AIM OF THE TASK:
Transcribe every entry word for word.

Extracted data entries:
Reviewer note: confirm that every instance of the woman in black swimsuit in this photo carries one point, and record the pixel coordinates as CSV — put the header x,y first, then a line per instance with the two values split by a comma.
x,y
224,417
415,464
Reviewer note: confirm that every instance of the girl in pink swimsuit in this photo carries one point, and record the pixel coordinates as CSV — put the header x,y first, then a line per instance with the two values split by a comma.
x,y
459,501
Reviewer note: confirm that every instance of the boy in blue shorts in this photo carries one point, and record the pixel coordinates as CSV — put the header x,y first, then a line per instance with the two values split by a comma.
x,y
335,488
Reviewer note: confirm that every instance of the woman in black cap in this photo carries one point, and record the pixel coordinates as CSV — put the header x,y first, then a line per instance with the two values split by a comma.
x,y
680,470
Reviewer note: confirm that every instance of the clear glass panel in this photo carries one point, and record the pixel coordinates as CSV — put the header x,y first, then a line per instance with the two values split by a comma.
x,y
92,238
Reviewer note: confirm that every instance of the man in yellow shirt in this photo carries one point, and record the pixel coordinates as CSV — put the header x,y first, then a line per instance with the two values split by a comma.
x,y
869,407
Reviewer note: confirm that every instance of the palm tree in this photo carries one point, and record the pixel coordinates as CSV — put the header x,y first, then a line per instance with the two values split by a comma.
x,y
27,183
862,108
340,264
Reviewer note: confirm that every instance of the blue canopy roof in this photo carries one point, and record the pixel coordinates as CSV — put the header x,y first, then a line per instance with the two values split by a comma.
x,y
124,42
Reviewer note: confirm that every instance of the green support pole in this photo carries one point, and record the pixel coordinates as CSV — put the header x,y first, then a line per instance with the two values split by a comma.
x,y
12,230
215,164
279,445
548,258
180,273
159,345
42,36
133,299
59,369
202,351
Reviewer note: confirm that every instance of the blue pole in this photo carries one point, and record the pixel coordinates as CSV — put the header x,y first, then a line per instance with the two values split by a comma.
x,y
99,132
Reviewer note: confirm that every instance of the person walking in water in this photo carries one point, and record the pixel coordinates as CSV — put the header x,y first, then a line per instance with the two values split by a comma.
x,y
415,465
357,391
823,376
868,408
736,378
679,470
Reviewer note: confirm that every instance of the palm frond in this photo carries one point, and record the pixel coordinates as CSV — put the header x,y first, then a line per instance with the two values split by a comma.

WRITTEN ANSWER:
Reviewer note: confirm that every instance of the woman in black swimsuit in this photo carries one point, and record the pixel coordinates as CSV — put the header x,y first, then a line per instance with the two values split by a comma.
x,y
224,417
415,464
Reviewer note: confirm that every instance of the girl in pink swimsuit in this photo carries one point, and record the pixel coordinates as CSV — put the header x,y first, then a line per instance with the two values split by a comma.
x,y
459,501
Reviewer note: confirm that every instance of the boy in blue shorts in this photo carries one point, and record the pixel coordinates as CSV — put the header x,y first, then a line per instance with the two values split by a comma.
x,y
335,488
Reviewer note: confirm that every instance of the woman in black cap in this photo carries one point, and record the pixel coordinates as CSV — put the header x,y first, then a line per instance with the two values split by a comma.
x,y
680,470
Reviewer note: confirm that every instance of the clear glass panel in this photo carries one point, and record the pixel coordinates as CSV — put the header x,y first, then a line per instance with the two values split by a comma.
x,y
92,238
Reviewer note: confirm that every instance of the man in yellow shirt in this photo carries one point, and record the pixel coordinates as CSV — put the header x,y first, then a line per instance with the two values split by a comma.
x,y
869,407
Reviewer note: confirm that every instance of the palm tree in this photo carries one point, and record the pixel coordinates as CSV — put the header x,y first, then a line per instance with the two values split by a comma.
x,y
27,183
862,108
340,264
Reviewer note: confirm that every instance of the blue canopy roof in this photo carries one point, and record the pixel coordinates as CSV — put the header x,y first, then a line per instance with the two values split by a comma.
x,y
124,42
Reviewer note: confirm that every instance of the green support pole in this photo carries one point, and record the pixel coordinates as CSV — put the header x,y first, then a line per instance with the two values split by a comma.
x,y
12,230
215,164
279,445
548,258
180,273
159,345
42,36
133,299
59,369
202,351
Reviewer note: confirm that every instance of the blue pole in this photo carries one point, and record the pixel coordinates as CSV — put the header x,y first, then a line per instance with the two values split by a comma.
x,y
99,132
Reviewer note: confirm that every instance of the person walking in water in this photo carries one point, and record the pixel coordinates as CSV — put the header x,y first, then a line per instance with the two values split by a comma.
x,y
415,465
357,391
823,376
868,408
736,378
679,470
Reviewer note: confirm that every instance of the palm frond in this photo carries one point, and record the pixel coordinates as CSV — put the header x,y first, then a line per instance with the two values split by a comma.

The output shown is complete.